** Begin TASK INPUTS **

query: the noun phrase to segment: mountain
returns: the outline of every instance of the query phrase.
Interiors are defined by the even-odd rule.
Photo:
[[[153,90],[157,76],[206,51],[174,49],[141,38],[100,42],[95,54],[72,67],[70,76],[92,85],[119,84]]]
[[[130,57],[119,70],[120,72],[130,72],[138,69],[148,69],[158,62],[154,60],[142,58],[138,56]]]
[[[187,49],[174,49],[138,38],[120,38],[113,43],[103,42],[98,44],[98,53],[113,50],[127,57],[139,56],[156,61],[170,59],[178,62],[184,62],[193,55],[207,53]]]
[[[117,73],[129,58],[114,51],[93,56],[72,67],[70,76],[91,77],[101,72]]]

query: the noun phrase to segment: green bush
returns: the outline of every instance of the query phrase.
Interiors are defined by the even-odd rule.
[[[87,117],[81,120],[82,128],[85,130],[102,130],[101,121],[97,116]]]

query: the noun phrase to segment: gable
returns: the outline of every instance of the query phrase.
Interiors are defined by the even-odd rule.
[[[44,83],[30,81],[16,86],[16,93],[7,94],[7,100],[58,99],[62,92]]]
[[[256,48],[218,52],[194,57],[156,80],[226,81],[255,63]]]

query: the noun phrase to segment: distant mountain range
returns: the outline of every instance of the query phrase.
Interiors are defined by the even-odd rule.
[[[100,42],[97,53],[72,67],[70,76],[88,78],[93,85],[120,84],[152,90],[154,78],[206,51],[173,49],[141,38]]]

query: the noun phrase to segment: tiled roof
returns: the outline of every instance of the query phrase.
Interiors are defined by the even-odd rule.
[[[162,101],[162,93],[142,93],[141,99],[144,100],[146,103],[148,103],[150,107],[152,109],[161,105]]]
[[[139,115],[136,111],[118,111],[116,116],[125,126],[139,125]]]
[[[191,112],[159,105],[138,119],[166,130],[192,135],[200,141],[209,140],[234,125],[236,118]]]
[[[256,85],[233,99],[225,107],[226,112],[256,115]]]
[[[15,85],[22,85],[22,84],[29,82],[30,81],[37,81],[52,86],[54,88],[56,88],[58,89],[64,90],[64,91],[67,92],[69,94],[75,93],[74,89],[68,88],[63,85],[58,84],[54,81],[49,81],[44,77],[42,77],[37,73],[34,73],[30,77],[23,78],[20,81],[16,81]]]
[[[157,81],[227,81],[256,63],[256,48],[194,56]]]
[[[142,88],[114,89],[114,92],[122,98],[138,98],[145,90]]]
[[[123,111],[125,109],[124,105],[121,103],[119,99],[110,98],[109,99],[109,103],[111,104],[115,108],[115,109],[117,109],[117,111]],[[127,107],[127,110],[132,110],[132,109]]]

** End TASK INPUTS **

→ **YOUR OBJECTIVE**
Rewrite all of the records above with every occurrence of "outline" changed to "boundary". Leave everything else unchanged.

→ **EXERCISE RESULT**
query: the noun phrase to segment: mountain
returns: the boundary of every instance of the query phrase.
Interiors are defined by the even-odd rule.
Photo:
[[[153,90],[157,76],[206,51],[174,49],[141,38],[100,42],[95,54],[72,67],[70,76],[92,85],[119,84]]]
[[[130,57],[119,70],[120,72],[130,72],[138,69],[148,69],[158,62],[154,60],[142,58],[138,56]]]
[[[187,49],[174,49],[138,38],[120,38],[113,43],[103,42],[98,44],[98,53],[113,50],[127,57],[139,56],[156,61],[170,59],[178,62],[184,62],[193,55],[207,53]]]
[[[117,73],[129,58],[114,51],[93,56],[72,67],[70,76],[91,77],[101,72]]]

query: the noun phrase to segment: green bush
returns: the boundary of every instance of the query phrase.
Interiors are defined by the even-odd rule.
[[[87,117],[81,120],[82,128],[85,130],[102,130],[101,121],[97,116]]]

query: the noun phrase to segment: gable
returns: the boundary of every instance of the query phrase.
Interiors are defined by the even-odd rule.
[[[44,83],[30,81],[16,86],[16,93],[7,94],[7,100],[58,99],[62,92]]]
[[[256,48],[218,52],[194,57],[156,80],[226,81],[255,63]]]

query: the noun phrase to segment: distant mountain range
returns: the boundary of every instance of the query phrase.
Interiors are defined by the even-odd rule.
[[[100,42],[97,53],[72,67],[70,76],[88,78],[93,85],[120,84],[152,90],[154,78],[206,51],[173,49],[141,38]]]

query: the noun phrase to segment: tiled roof
returns: the boundary of every instance of the query phrase.
Interiors are defined by the even-odd rule.
[[[162,101],[162,93],[142,93],[141,99],[144,100],[146,103],[148,103],[150,107],[152,109],[161,105]]]
[[[139,115],[136,111],[118,111],[116,116],[125,126],[139,125]]]
[[[191,112],[159,105],[138,119],[166,130],[192,135],[200,141],[209,140],[234,125],[236,118]]]
[[[256,85],[233,99],[225,107],[226,112],[256,115]]]
[[[15,85],[22,85],[22,84],[29,82],[30,81],[37,81],[52,86],[54,88],[56,88],[58,89],[64,90],[64,91],[67,92],[69,94],[75,93],[74,89],[68,88],[63,85],[58,84],[54,81],[49,81],[44,77],[42,77],[37,73],[34,73],[30,77],[23,78],[20,81],[16,81]]]
[[[157,81],[227,81],[256,63],[256,48],[194,56]]]
[[[142,88],[114,89],[114,92],[122,98],[138,98],[145,90]]]
[[[123,111],[125,109],[124,105],[121,103],[119,99],[110,98],[109,99],[109,103],[111,104],[115,108],[115,109],[117,109],[117,111]],[[127,107],[127,110],[132,110],[132,109]]]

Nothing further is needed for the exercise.